>> begin Record list

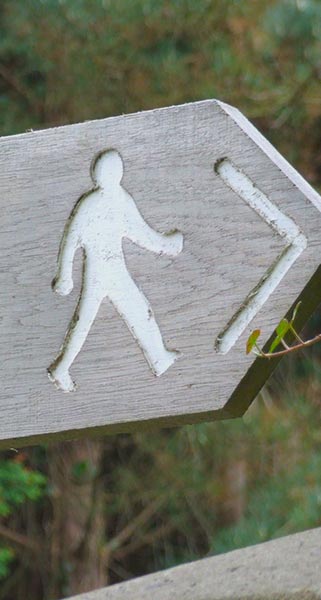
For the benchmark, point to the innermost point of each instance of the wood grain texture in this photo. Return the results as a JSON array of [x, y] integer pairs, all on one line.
[[169, 156], [283, 569]]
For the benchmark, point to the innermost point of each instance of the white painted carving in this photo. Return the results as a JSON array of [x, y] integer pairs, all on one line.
[[98, 224], [296, 242]]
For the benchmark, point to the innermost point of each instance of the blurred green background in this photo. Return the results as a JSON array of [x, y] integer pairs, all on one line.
[[79, 515]]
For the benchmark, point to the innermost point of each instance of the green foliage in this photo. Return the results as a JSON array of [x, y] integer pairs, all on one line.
[[18, 484], [6, 558]]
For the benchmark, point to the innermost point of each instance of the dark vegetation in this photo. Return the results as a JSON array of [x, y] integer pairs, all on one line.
[[78, 515]]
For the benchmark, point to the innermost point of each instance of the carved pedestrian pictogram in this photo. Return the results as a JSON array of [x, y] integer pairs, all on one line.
[[98, 224]]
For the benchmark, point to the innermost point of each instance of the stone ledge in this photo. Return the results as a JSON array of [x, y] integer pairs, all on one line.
[[288, 568]]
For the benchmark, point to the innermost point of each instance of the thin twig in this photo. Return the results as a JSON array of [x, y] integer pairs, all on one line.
[[294, 348]]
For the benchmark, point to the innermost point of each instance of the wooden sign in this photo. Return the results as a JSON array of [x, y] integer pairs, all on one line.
[[137, 254]]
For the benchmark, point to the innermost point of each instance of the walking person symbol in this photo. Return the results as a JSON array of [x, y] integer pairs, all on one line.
[[98, 223]]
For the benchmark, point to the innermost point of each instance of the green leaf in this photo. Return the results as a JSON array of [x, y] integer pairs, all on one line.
[[252, 340], [281, 330], [295, 311]]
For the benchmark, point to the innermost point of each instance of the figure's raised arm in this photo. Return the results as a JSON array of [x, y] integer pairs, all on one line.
[[139, 232], [63, 283]]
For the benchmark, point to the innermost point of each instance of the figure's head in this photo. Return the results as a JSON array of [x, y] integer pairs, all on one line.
[[108, 169]]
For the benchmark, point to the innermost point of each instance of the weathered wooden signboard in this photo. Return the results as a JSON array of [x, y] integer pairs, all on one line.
[[137, 253]]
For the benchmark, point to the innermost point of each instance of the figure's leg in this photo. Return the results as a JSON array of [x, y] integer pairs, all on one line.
[[78, 330], [132, 305]]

>> end Record list

Brief -> Rewrite every line of the listing above, replacing "innermost point" with "center" and changing nothing else. Leave the pictures out.

Task answer ->
For the benchmark, point to the center of each instance of the wood grain texture in this photo. Return the results as a JSON array of [x, y] integer pairs, all on one line.
[[169, 156], [283, 569]]
For the benchmark, point to the center of each instance of the white painted carving in this photo. Return the results as a JSON array of [x, y] integer pairs, all on one line.
[[98, 224], [296, 242]]
For the benchmark, point to the center of each instance of the blurred green background in this photo. Return the results as a JSON array of [x, y] integer pairs, all on one line.
[[79, 515]]
For the benchmark, point to the center of each instance of the green foliage in this photo. Return the results as a JSON array of [x, y] integer pairs, all on one line.
[[18, 484], [6, 558]]
For the benchmark, point to the center of each instance of the dark vegetation in this photo. Return the results as a JSON array of [x, y] integer pairs, all on one line.
[[78, 515]]
For the benchmark, point to the center of each instance of the carved pedestrian pictogram in this photo. Return the results as a JSON array of [x, y] integer pairs, all on one line.
[[98, 224]]
For the benchmark, point to the center of each instance of the stone ledge in this photo. Return the results as a JSON array of [x, y] integer pairs, all on one line.
[[288, 568]]
For the benchmark, point to the center of each instance of the thin twig in this photo. Return the results as a JSON array of [x, y] integer pairs, all on one line.
[[294, 348]]
For the benchmark, point to the center of each instance of the wooden sign in this photo. Return the results as a JSON array of [x, y] integer pairs, all on one line.
[[137, 254]]
For the benchmark, point to the center of each instance of the walking person symbol in this photo. Return the results as a JSON array of [x, y] integer pairs, all on one line.
[[98, 223]]
For the benchmark, point to the center of each instance of the green leaf in this photo. Return the results as a JSON array of [x, y] integer pairs, all on one line.
[[252, 340], [281, 330], [295, 311]]
For the benchmark, point to the center of each instance of the figure's raised arm in this photo. Return the results as a JSON array of [x, y] integer pairs, all on one line.
[[139, 232], [63, 283]]
For the benchmark, point to the center of each instance of the figure's head in this photo. Return the results as a JSON array of [x, y] integer pairs, all on one line.
[[108, 169]]
For the benchmark, point to the center of each instance of the weathered wooden signboard in this photo. Return the results as a JSON array of [x, y] integer pairs, all on one line.
[[137, 253]]
For the benchmark, point to the center of each instance of the figure's leg in this photo. Return the results as a JSON array of [x, y] integer pairs, all on one line.
[[78, 330], [132, 305]]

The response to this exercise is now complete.